Saved data entries >>
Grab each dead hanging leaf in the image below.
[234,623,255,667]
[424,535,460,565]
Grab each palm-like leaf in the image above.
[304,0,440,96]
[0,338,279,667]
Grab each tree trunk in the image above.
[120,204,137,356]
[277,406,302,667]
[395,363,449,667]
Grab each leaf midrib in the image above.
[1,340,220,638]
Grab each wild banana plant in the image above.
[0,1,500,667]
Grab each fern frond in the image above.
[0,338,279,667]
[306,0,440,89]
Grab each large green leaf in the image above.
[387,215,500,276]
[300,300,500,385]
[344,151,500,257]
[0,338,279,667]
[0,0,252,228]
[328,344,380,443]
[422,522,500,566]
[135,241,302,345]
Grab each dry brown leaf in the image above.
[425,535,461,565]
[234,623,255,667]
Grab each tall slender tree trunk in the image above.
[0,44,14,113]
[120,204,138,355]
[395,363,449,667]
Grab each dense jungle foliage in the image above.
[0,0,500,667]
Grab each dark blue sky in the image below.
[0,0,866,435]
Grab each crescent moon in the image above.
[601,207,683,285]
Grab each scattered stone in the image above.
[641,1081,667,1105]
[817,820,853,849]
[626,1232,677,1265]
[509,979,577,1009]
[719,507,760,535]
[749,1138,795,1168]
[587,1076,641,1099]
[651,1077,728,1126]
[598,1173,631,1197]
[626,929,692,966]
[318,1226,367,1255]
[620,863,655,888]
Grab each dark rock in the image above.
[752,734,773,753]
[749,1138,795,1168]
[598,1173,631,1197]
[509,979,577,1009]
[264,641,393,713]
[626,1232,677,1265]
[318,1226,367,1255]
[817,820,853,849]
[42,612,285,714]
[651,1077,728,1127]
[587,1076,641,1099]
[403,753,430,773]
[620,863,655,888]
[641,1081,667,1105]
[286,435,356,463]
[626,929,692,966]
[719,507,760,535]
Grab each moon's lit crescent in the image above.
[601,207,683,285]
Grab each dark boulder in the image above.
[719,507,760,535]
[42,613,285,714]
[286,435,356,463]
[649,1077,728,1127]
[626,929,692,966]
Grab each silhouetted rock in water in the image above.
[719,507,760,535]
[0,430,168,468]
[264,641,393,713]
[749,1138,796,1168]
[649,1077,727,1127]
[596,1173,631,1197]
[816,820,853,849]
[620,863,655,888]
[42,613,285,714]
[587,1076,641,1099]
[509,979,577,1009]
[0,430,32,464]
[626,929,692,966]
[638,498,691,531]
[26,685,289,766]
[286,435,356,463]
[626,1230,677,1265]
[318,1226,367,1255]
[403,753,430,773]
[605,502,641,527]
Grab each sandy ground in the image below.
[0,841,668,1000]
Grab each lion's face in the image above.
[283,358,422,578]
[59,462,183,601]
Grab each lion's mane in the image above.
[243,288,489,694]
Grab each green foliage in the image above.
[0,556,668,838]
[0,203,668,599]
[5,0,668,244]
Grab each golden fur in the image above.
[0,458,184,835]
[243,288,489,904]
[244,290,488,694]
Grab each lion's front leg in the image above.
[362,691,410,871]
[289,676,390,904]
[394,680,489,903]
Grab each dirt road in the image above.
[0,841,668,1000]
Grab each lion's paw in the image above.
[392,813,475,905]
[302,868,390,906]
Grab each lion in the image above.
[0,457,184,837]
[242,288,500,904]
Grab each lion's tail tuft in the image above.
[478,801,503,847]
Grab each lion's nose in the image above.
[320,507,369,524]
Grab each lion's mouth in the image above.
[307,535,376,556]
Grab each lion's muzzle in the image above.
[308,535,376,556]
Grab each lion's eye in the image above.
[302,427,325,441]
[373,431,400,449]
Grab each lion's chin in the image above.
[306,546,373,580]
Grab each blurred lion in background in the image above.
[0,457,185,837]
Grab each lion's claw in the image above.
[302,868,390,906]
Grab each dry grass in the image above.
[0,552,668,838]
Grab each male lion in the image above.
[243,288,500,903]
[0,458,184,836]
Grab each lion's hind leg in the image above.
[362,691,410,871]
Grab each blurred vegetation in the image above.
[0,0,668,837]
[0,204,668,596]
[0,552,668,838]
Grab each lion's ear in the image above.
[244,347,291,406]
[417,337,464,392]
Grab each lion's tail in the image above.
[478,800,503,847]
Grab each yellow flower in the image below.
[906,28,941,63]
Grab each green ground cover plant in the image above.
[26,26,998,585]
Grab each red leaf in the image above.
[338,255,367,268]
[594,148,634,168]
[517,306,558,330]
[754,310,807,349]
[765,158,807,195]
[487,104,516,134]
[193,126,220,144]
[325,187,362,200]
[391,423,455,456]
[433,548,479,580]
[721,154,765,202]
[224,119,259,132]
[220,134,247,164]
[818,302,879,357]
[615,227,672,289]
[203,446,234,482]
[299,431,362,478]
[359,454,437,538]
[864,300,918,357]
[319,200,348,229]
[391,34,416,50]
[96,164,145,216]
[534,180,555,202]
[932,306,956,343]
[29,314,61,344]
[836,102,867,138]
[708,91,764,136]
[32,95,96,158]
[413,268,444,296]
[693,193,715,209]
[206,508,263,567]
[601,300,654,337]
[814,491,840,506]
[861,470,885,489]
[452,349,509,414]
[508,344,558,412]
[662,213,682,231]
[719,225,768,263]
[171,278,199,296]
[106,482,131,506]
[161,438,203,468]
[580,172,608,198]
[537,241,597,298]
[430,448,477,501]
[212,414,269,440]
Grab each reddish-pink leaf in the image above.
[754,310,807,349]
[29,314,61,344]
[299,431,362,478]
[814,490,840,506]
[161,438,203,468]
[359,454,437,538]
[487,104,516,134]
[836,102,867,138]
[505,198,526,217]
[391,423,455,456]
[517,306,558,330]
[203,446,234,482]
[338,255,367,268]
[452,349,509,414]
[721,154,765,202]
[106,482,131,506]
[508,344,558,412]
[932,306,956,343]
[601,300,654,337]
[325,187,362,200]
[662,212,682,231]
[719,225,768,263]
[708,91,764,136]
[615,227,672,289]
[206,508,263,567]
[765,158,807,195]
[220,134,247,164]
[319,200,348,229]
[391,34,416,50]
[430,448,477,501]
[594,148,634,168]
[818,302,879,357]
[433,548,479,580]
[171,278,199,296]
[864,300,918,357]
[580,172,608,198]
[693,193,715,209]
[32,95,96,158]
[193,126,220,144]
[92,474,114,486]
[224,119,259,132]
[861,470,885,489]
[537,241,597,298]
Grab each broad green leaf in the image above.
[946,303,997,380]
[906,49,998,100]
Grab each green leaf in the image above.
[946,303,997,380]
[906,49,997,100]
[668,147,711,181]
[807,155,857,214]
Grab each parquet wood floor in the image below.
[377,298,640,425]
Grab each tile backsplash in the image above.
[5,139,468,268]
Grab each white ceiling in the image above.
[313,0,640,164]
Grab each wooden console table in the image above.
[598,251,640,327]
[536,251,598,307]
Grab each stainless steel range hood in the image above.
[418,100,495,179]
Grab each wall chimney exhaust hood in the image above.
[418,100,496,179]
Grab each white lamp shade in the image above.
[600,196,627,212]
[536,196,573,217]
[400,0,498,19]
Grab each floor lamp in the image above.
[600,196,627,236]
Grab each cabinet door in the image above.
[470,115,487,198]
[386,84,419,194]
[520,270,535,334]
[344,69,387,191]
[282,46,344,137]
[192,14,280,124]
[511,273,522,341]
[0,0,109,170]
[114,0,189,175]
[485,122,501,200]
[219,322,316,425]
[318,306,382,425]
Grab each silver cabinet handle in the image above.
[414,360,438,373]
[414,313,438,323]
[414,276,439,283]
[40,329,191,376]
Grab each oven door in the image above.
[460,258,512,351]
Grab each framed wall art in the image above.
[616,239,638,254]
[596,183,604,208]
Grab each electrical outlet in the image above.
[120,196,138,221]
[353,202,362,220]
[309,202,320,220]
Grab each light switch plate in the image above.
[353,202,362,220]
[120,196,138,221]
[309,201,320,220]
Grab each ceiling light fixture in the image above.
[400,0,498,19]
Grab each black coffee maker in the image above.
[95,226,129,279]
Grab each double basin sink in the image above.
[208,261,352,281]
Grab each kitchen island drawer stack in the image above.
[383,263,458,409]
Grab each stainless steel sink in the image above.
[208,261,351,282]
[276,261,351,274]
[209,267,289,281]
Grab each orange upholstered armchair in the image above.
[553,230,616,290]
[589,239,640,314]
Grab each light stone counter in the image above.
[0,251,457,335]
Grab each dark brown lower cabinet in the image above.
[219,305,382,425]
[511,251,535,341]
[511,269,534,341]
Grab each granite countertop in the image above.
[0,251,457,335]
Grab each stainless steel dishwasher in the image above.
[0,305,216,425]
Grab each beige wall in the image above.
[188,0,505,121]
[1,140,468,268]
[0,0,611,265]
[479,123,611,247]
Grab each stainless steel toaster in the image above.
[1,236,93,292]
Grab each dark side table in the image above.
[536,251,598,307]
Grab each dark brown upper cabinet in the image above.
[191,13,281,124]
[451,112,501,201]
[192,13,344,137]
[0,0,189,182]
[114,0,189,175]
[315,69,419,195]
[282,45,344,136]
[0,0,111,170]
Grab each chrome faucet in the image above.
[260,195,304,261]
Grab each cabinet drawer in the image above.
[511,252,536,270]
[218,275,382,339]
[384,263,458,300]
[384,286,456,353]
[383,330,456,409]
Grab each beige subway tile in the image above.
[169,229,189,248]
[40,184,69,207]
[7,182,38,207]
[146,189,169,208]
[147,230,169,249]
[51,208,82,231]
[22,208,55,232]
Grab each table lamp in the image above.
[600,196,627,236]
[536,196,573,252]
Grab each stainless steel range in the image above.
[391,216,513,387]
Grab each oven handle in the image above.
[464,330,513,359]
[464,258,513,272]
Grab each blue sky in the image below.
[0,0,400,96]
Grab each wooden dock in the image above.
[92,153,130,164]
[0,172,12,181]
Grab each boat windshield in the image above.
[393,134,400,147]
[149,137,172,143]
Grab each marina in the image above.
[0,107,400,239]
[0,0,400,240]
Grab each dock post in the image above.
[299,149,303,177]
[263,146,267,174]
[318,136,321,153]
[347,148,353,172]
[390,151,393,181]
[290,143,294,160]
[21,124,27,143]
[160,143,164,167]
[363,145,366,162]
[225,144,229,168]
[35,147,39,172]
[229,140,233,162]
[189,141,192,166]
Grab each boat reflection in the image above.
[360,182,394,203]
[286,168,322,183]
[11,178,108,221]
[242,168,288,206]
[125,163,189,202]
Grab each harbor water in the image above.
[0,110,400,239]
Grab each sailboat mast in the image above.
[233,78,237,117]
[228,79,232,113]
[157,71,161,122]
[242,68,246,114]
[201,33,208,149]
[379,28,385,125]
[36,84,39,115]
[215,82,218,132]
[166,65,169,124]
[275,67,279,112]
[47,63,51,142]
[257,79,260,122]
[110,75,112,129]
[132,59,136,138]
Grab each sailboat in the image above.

Set problem >> Count the lines in the records that contain the word "dark", treating uppercase and lowercase as different, and give only the number.

In response >> 6